WHAT IS EXPECTED.
Although pictures appear in the records, the copy must leave them out and match everything else exactly.

━━━━━━━━━━━━━━━━━━━━

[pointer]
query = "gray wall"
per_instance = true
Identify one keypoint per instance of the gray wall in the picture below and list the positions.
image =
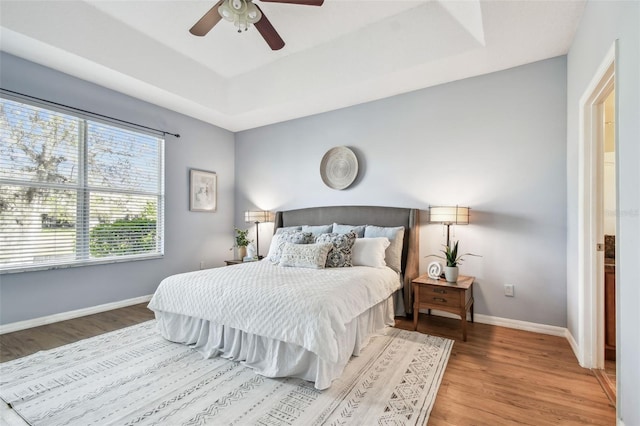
(496, 143)
(190, 237)
(603, 23)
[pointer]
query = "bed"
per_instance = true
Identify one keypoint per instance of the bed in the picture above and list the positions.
(285, 320)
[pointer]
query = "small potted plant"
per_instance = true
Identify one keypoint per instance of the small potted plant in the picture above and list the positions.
(453, 259)
(241, 243)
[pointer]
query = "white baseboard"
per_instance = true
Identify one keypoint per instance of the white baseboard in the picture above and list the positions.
(551, 330)
(574, 346)
(510, 323)
(63, 316)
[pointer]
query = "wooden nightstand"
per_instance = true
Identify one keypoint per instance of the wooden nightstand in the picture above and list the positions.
(456, 298)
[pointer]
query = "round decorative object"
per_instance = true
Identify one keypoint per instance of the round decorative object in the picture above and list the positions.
(434, 270)
(339, 167)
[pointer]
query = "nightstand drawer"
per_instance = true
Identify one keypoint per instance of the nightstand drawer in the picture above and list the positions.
(439, 296)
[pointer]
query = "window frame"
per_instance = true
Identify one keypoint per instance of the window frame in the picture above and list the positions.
(82, 255)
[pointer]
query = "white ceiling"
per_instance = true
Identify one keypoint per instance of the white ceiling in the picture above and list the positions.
(343, 53)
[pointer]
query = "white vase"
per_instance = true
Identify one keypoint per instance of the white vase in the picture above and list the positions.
(451, 273)
(241, 252)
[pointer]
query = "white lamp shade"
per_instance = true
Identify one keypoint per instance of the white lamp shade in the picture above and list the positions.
(259, 216)
(449, 215)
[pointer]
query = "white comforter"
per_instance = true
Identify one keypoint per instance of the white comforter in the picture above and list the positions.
(307, 307)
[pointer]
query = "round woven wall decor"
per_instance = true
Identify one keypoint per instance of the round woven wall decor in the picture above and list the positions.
(339, 167)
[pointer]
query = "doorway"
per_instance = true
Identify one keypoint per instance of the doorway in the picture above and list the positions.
(591, 219)
(607, 376)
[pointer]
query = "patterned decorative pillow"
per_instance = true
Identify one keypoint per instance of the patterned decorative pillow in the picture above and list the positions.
(287, 229)
(344, 229)
(305, 255)
(317, 229)
(340, 254)
(393, 256)
(295, 237)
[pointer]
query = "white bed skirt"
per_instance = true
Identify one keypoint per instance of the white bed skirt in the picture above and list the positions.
(274, 358)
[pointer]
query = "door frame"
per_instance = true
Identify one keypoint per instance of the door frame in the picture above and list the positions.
(591, 212)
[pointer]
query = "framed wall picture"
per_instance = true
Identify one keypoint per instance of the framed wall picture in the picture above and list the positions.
(202, 191)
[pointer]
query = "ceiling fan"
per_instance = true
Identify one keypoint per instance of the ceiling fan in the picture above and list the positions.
(243, 13)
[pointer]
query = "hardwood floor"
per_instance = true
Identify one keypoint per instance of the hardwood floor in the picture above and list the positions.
(502, 376)
(499, 376)
(25, 342)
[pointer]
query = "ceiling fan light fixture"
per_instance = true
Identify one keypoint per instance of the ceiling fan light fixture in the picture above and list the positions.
(242, 13)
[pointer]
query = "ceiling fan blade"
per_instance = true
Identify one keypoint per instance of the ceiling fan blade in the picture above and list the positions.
(303, 2)
(207, 22)
(269, 33)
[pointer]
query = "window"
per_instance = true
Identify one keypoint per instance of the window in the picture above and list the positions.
(74, 191)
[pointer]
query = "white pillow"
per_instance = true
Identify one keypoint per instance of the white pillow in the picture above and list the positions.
(369, 252)
(395, 235)
(305, 255)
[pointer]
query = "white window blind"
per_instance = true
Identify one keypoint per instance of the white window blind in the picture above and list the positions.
(75, 191)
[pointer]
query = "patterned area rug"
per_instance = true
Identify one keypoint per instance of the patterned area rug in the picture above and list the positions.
(135, 377)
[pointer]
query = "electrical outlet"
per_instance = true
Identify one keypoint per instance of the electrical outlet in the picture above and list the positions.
(508, 290)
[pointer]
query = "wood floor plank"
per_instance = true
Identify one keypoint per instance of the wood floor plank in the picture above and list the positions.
(500, 376)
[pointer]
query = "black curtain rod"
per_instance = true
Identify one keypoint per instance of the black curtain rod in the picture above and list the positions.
(164, 132)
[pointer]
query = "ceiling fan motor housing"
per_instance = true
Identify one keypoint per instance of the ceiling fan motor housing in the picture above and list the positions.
(241, 12)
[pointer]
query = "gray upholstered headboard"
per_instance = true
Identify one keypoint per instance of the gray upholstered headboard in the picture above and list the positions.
(366, 215)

━━━━━━━━━━━━━━━━━━━━

SOLUTION.
[pointer]
query = "gray wall"
per_instance = true
Identify one keypoint per instance of the gray wall in the picture below and list the positions.
image =
(496, 143)
(190, 237)
(603, 23)
[pointer]
query = "bed"
per_instance = true
Identify one keypoint per instance of the bed in the picture above and list the positions.
(285, 320)
[pointer]
query = "small potted plant"
per_instance = true
Identify one keypoint per instance of the small potted plant in the picture above and list the positions.
(453, 259)
(241, 243)
[pointer]
query = "white baseboard"
per_instance = true
Identify one keypoint per instance of the white baseboard in the picture above and list the positions.
(551, 330)
(574, 346)
(510, 323)
(63, 316)
[pointer]
query = "wooden nightstand"
per_instance = true
Identify one keypoint per instance of the wooden nightstand in the picture above and list the positions.
(456, 298)
[pointer]
query = "round decorative object"
per_instance = true
Identify one keypoint per instance of the round decorative object in the picture above and list the positions.
(434, 270)
(339, 167)
[pointer]
query = "nightstand drawer"
per_instance = true
Identify one keypoint per instance of the nightstand drawer in the picture above and list the positions.
(439, 296)
[pointer]
query = "window frame"
per_instance = true
Identify one keypoint per instance of the window frame in the picture above and list the positions.
(82, 255)
[pointer]
query = "white ceiling"
per_instance = true
Identify one keypoint per instance of the white ceiling in the picture above and list the positions.
(343, 53)
[pointer]
query = "white vase"
per_instance = true
Identify one keypoint per instance of the white vase in the picture above and list the positions.
(451, 273)
(241, 252)
[pointer]
query = "white lamp shade"
per_instance = true
Identify one keypoint per instance of the white lamp shade in the picture above and list the positions.
(259, 216)
(449, 215)
[pointer]
query = "white comforter"
per_instance = true
Identify one keypoint per instance of the white comforter in the picture above and list the positions.
(307, 307)
[pointer]
query = "round woven wall decor"
per_instance = true
Identify one keypoint per instance of the round woven wall decor in the picture above and list the positions.
(339, 167)
[pointer]
query = "doorway"
per_instance = true
Identify one keypoint per instance of the doorway in the picture above and list the positions.
(591, 219)
(607, 376)
[pointer]
query = "patterned decorative pillow"
per_instance = true
Identify one keypoint per instance of the patterned decorative pillow in the picture above and list the positions.
(287, 229)
(344, 229)
(305, 255)
(317, 229)
(340, 254)
(393, 256)
(295, 237)
[pointer]
query = "white bed skirt"
per_instance = true
Identify one keypoint per instance of the white bed skirt in the picture above and list the positions.
(274, 358)
[pointer]
query = "door frame"
per_instance = true
Identify one keypoint per instance of the door frame in the picture above and list the positions.
(591, 212)
[pointer]
query = "framed wall picture"
per_instance = true
Identify one keypoint per instance of the framed wall picture in the picture above and list the positions.
(202, 191)
[pointer]
query = "ceiling fan"
per_instance = true
Identify one keypoint per instance of the ceiling fan in the picture above and list the positions.
(243, 13)
[pointer]
query = "hardwood floor"
per_instance = true
Identify one keypoint per instance of the hardwood floor in the picture above and list the positions.
(502, 376)
(499, 376)
(25, 342)
[pointer]
query = "ceiling fan light fixture"
per_instance = true
Identify one keypoint per instance of the ceiling fan light fixture in the picture above and list the positions.
(242, 13)
[pointer]
query = "ceiling fan blade"
per_instance = true
Identify one keypoint per instance of the ceiling fan blade in the picture above and list the positions.
(303, 2)
(207, 22)
(269, 33)
[pointer]
query = "window"
per_instance = true
Identify one keypoint per instance of the window in the picture above and list the positions.
(74, 191)
[pointer]
query = "white pillow"
per_instance = true
Identify one keypoint per instance of the white pillow in the picture above and list the positions.
(369, 252)
(395, 235)
(305, 255)
[pointer]
query = "white window blind"
per_instance = true
Identify one keypoint per instance of the white window blind in the picture above and list the positions.
(75, 191)
[pointer]
query = "patterned area rug"
per_instance = true
Identify one keypoint per instance of the patterned area rug in the picture above and list the positions.
(135, 377)
[pointer]
query = "electrical outlet"
per_instance = true
Identify one keypoint per instance of the electrical outlet in the picture above and list the positions.
(508, 290)
[pointer]
query = "wood floor plank"
per_instance = true
Identify one keypoint per instance of the wood floor plank in the picture above and list the positions.
(500, 376)
[pointer]
query = "black curtain rod"
per_instance = true
Identify one keypoint per instance of the black curtain rod in the picture above and list the positions.
(164, 132)
[pointer]
query = "ceiling fan motor housing"
per_instance = true
Identify one keypoint per instance of the ceiling fan motor housing in the picture above and list the positions.
(241, 12)
[pointer]
query = "gray upholstered headboard"
per_instance = true
Identify one keypoint per instance of the gray upholstered headboard in the picture above and list the positions.
(366, 215)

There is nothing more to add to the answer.